**DOCUMENT EXTRACT:**
===============

Wednesday, November 1, 2017
James Ault
James Ault is an award-winning documentary filmmaker and author educated at Harvard and Brandeis (Ph.D. in Sociology). Originally a student of African politics and cultures, his first film, Born Again, an intimate portrait of a fundamentalist Baptist church in the US, grew out of field research among grassroots “new right” groups in the 1980s. It was broadcast as a national primetime special on PBS and around the world and won a Blue Ribbon at the American Film Festival. His book on that project, Spirit and Flesh (Knopf 2005) was named one of the 5 best non-fiction books of the year by The Christian Science Monitor and called by The Washington Post “The best single-volume explanation of why American fundamentalist Christianity thrives among certain people . . . and why it will not die out.”
His recently released his African Christianity Rising documentary film series, exploring the sources and directions of Christianity’s explosive growth in Africa, was praised by Terence Ranger of Oxford as “the most penetrating and informative material I have ever seen on African Christianity, bringing out its vitality and variety without ever sensationalizing or exoticising.” His work has come to center on issues of Christian faith and culture and he is currently working on documentary film projects on Esperanza, a Latino Christian enterprise in North Philadelphia, and on Zimbabwe’s gospel music legend, Machanic Manyeruke. He is also writing a book on his African Christianity work that will in its E-book edition have links to project videos embedded in its text. For more, visit www.jamesault.com.

===============

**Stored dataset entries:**

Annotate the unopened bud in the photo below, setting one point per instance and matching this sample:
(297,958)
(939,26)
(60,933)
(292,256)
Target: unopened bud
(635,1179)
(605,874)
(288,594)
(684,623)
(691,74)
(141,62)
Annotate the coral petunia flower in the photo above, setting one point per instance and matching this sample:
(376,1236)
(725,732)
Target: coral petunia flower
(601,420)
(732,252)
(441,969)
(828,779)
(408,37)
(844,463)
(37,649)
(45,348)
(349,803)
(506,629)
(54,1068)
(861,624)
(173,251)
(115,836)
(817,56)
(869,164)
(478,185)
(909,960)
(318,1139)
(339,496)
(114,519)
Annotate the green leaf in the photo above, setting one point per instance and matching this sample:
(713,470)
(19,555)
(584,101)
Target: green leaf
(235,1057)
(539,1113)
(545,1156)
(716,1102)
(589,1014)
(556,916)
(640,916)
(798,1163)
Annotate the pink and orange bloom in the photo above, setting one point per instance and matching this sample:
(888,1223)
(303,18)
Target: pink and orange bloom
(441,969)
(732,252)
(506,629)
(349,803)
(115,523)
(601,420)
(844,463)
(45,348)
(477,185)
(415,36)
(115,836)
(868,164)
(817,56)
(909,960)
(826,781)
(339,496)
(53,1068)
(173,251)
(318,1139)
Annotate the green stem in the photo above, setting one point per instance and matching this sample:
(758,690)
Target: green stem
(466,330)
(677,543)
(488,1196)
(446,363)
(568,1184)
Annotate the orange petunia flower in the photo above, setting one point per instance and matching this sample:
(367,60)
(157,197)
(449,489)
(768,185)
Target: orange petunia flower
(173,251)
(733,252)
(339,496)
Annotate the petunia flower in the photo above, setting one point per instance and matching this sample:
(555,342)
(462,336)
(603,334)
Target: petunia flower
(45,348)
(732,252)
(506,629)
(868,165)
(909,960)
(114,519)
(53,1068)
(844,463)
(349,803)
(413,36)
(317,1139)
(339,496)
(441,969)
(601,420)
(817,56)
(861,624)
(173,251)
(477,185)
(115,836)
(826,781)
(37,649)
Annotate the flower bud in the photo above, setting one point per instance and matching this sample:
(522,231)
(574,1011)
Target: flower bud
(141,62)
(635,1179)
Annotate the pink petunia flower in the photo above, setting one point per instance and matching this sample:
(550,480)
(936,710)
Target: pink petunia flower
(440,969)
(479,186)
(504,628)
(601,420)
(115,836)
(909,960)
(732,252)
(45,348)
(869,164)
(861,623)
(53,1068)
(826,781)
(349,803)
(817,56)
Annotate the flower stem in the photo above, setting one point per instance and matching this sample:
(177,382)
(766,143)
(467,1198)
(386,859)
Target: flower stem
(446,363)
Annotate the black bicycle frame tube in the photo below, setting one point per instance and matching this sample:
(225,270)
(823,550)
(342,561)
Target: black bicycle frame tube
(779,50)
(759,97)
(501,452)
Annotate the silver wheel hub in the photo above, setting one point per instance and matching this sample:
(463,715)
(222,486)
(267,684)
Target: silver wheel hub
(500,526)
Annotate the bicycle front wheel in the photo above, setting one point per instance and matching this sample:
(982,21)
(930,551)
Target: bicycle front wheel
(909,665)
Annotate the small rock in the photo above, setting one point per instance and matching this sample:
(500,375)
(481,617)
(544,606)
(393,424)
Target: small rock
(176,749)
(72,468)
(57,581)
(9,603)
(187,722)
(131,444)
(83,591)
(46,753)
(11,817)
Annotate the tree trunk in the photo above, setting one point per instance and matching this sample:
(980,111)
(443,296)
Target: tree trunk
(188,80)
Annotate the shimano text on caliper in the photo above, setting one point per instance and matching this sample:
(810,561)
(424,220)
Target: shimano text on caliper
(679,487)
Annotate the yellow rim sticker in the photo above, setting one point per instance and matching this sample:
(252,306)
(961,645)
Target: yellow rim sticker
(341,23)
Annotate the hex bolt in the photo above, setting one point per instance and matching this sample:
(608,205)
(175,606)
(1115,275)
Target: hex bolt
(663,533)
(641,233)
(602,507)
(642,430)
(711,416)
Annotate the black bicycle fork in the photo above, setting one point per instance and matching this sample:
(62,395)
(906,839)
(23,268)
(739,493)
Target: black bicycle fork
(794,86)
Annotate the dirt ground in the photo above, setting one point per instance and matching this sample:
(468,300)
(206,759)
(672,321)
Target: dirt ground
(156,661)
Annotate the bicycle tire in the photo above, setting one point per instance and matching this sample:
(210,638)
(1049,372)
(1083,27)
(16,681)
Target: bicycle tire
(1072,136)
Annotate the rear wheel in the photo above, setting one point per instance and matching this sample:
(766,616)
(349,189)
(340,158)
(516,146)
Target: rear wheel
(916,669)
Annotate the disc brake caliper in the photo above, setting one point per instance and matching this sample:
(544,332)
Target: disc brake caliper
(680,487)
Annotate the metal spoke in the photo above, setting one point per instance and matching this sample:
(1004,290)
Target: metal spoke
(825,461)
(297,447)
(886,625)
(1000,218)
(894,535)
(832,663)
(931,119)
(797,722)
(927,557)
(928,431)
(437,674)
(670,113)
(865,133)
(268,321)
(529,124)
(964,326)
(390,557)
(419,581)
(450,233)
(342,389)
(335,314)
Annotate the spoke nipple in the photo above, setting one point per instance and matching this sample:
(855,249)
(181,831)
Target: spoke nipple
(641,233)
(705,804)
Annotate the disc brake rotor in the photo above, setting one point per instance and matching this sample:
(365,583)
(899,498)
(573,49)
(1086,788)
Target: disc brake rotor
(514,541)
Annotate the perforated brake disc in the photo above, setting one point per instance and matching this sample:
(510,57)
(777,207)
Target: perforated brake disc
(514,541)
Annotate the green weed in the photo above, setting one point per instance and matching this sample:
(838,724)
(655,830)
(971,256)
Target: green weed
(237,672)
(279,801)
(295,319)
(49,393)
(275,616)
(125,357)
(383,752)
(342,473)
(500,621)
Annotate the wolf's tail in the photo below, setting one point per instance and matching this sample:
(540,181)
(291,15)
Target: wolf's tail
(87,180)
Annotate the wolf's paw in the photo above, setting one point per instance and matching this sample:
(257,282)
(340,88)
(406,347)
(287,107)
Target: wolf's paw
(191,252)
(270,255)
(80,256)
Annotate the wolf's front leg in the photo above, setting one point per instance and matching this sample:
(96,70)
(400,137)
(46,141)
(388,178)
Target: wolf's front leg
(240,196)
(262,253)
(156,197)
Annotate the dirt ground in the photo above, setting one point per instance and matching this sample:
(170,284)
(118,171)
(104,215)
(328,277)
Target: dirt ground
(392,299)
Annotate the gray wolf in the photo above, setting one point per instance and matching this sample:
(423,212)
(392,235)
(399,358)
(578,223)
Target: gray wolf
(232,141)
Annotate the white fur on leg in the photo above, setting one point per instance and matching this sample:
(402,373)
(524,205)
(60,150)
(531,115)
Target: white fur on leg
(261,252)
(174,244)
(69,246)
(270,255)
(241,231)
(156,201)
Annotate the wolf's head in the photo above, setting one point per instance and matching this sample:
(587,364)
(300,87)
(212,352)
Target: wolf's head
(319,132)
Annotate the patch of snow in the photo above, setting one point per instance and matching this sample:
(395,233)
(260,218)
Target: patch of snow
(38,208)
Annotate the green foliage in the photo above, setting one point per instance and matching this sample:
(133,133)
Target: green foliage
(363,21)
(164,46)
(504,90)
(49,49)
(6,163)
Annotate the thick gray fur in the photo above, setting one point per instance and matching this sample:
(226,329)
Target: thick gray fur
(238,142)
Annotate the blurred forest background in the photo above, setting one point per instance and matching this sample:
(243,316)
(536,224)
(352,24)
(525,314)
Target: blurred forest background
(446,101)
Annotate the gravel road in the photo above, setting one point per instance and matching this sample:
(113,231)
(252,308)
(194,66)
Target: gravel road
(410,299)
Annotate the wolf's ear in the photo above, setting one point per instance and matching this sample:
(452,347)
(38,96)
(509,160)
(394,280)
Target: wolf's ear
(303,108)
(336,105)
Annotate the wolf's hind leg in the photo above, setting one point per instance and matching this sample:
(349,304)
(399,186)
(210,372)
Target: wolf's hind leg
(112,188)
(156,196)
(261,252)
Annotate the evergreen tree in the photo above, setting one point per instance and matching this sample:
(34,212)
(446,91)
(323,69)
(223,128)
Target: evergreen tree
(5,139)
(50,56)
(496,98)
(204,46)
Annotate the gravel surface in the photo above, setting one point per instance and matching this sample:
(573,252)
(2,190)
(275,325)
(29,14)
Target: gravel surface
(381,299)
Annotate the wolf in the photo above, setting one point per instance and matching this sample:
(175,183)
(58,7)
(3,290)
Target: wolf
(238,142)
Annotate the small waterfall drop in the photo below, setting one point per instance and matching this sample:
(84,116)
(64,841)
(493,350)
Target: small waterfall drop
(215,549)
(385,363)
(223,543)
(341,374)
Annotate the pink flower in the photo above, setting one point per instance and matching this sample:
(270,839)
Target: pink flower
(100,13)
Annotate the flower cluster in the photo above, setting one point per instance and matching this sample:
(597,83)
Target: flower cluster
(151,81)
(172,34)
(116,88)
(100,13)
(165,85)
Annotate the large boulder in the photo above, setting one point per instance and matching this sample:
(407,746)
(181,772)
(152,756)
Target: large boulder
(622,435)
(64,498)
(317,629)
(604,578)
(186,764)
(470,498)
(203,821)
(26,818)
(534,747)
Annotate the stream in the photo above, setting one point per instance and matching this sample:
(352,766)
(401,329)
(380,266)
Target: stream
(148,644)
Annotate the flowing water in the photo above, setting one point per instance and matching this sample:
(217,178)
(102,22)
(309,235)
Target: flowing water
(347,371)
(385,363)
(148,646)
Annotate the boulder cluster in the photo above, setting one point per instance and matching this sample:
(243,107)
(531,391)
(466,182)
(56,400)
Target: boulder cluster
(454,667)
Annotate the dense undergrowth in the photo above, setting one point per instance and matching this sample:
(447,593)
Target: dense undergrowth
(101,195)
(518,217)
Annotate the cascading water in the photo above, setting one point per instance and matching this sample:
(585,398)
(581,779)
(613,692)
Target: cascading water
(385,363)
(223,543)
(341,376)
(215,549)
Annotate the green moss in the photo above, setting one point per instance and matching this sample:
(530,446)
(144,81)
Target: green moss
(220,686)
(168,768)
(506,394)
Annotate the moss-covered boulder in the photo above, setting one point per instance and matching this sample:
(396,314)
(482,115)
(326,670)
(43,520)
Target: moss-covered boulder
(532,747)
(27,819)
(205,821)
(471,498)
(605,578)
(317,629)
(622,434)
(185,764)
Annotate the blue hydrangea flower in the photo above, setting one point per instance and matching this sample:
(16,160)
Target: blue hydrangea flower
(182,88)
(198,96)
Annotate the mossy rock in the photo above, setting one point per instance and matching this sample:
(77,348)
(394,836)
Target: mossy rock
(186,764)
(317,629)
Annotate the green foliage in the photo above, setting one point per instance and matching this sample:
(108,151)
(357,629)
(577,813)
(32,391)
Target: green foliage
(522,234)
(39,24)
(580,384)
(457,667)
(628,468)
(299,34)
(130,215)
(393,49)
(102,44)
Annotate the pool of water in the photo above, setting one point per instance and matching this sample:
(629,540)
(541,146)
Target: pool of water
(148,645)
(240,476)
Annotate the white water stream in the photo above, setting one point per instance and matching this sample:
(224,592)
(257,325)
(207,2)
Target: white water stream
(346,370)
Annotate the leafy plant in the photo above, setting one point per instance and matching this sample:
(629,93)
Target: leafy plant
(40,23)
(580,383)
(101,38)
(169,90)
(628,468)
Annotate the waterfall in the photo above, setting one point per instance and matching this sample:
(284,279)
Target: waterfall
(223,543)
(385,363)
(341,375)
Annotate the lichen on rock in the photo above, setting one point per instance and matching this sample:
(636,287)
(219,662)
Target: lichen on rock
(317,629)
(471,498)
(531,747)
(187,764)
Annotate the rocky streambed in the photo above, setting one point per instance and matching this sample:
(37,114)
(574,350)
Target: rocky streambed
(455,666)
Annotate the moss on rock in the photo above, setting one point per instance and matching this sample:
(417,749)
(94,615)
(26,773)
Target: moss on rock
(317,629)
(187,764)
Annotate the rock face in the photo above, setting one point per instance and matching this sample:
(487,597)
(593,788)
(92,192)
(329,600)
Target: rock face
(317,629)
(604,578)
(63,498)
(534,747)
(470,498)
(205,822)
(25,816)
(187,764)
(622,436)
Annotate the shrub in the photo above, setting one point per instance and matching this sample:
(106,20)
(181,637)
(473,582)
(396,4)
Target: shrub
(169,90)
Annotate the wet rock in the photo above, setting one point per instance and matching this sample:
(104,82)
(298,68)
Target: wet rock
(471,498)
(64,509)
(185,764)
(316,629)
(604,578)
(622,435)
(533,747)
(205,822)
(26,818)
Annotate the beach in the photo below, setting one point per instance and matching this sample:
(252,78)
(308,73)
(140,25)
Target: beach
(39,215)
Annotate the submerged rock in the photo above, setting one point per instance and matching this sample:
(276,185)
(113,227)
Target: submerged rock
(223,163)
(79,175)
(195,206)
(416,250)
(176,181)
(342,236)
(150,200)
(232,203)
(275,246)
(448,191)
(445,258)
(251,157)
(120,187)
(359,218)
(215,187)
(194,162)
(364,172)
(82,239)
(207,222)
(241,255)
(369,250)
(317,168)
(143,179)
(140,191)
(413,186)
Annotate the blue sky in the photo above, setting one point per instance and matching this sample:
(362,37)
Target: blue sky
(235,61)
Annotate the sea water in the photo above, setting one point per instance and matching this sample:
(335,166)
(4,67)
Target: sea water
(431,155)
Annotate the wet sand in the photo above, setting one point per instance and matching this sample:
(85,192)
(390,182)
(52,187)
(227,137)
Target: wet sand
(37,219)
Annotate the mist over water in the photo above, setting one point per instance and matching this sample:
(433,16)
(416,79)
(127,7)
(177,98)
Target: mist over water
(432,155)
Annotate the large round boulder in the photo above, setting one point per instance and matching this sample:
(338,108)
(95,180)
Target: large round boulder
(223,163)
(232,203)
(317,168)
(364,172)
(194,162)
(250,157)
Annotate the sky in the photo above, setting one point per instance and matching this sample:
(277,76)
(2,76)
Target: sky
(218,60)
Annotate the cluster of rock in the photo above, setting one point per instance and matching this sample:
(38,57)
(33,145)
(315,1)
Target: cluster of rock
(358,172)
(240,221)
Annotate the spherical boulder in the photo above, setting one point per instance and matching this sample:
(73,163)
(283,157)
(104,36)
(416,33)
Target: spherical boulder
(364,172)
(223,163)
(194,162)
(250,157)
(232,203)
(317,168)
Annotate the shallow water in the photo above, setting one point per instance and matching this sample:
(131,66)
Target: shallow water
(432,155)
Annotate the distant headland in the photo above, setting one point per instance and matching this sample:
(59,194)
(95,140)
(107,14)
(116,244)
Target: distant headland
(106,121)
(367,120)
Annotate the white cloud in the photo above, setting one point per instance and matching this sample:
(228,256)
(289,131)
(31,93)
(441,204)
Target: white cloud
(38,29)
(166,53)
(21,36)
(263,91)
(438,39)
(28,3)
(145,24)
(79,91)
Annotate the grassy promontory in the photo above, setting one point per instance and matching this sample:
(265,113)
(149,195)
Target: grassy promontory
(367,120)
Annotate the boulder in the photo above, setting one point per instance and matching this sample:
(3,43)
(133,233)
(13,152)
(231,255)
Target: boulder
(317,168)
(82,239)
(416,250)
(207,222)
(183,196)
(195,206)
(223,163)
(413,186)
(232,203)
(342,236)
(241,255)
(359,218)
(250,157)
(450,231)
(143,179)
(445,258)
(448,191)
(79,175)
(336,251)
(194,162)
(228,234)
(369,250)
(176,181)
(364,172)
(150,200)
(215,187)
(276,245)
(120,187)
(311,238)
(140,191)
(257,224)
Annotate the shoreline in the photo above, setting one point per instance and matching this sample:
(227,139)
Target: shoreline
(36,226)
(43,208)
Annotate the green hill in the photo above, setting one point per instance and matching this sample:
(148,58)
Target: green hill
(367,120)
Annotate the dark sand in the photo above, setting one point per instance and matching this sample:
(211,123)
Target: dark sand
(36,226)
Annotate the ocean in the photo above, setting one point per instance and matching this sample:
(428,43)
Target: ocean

===============

**ASSIGNMENT 1:** List every titled film, film series, or book by James Ault that the biography names.
**ASSIGNMENT 2:** According to the James Ault biography, what award did the film Born Again win?
**ASSIGNMENT 3:** Carry on the James Ault biography from its last sentence.

**ANSWER AREA 1:**
Born Again
Spirit and Flesh
African Christianity Rising

**ANSWER AREA 2:** A Blue Ribbon at the American Film Festival.

**ANSWER AREA 3:**
Reflect
What aspects of your own church’s doctrines or practices would you be willing to relax, or set aside, in order to become one with Christian brothers and sisters in Africa or other parts of the two-thirds world not sharing them?
What differences in church teachings, beliefs, or values do you experience in your own community at Taylor, or in your home church, and how might you help build better understandings and common purpose across those differences?
How does Jesus’ prayer over his disciples and those they reach to become one (John 17) influence your education and work might take you?